EXERCISE REQUIREMENTS —
• A. Answer these questions from the article about John, who is waiting for a new heart, giving each answer on its own line and marking it to match:
(i) In what month and year was the ICD surgically inserted?
(ii) At what age did he have his first drink, and what job did he start then?
(iii) In which cities did he work in restaurants and hotels?
• B. Continue the article about John, who is waiting for a new heart, from the point where it ends.

SELECTED TEXT —
•••••

He sips his tea, ignoring the biscuit on his plate. His eyes dance. He doesn’t look like someone waiting for a new heart, but he is. He pulls down his jumper to expose the upper part of his chest. The skin bulges with an ICD – a monitor, pacemaker and defibrillator that was surgically inserted in May 2010. That was following his second heart attack (and he’s now on the national donor heart waiting list). "That time I thought about not calling the ambulance, about letting it all end there", he says blithely. By then he had been through the wringer: the Cathal Brugha Street graduate who worked the restaurants and hotels of London and New York. At the age of 22 he came out, encouraged by his friends in London. But the demons stayed. He had his first drink when he was 16. It coincided with his first full-time job – a cocktail waiter in his home town of Naas.

Night-living became the norm for John. "I had two candles going and burned them at both ends", he says. "I saw my job as theatre, as a bit of a performance", he says of working his way up the rungs of the hospitality industry, from commis waiter to duty manager in restaurants and hotels in Dublin, London and New York. "I developed this persona, picking up mannerisms from other people, the role models", he says. "Little did I know then but what I was actually doing was hiding away, hiding the real me. So when that person needed to come out it was very difficult."

•••••

SUPPLIED DATA —
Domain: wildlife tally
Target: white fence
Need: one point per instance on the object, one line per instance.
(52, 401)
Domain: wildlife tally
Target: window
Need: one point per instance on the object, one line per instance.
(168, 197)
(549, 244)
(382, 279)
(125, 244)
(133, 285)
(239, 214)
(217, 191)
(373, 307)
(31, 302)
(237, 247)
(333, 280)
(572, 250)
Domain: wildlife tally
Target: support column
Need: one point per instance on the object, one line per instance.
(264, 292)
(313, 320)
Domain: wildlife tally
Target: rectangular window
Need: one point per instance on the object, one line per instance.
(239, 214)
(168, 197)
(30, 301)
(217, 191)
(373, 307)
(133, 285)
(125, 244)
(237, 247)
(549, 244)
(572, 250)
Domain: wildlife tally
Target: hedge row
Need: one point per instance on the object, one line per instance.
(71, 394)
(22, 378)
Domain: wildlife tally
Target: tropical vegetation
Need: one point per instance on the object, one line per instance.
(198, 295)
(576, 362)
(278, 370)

•••••

ANSWERS FOR EACH ITEM —
• A.
(i) May 2010
(ii) At 16, when he started his first full-time job as a cocktail waiter in Naas
(iii) Dublin, London and New York

• B.
If at times Healy talks like the man who has served his time in therapy, it’s because he has. Twice he went into rehab, five-week stretches each time to fix the broken down machine. In 1999, Healy came home, battered by his four years as maitre d’ at Mezzo, Terence Conran’s huge London restaurant. Initially, he pinballed from post to pillar before landing a job at the new Four Seasons Hotel in Dublin. He was back on the treadmill. In 2001, he checked into rehab at St Patrick’s Hospital. He stopped drinking. "But now I was a workaholic", he says. Then in January 2007, he had the first heart attack. He was 41. He returned to work in March then physically crashed in August. He was back on the drink.

In May 2008, he checked himself into the Rutland Centre for another five-week programme. "That second time went to the root of my problem", he says. "Stuff that I had completely blocked out. Bad stuff. I drank to block out the emotional pain." He had his second heart attack in November 2009. "It happened the day I was going to the Rutland Centre to pick up my medal for being 18 months sober", he says and laughs dryly. This time the pain was sharp, nasty and ominous. It was the one that did the damage: ripped him up inside.

"I started crying because I knew what was coming", he says of the moment it happened. "For a split second I thought of not phoning the ambulance, of just letting it happen." He was rushed to hospital. His life changed to a routine of medication, diet and weekly hospital visits. He is now easing back on work: as far as possible he is keeping his body ready for the transplant. "If my condition deteriorates too much I will end up on a machine", he says and grimaces.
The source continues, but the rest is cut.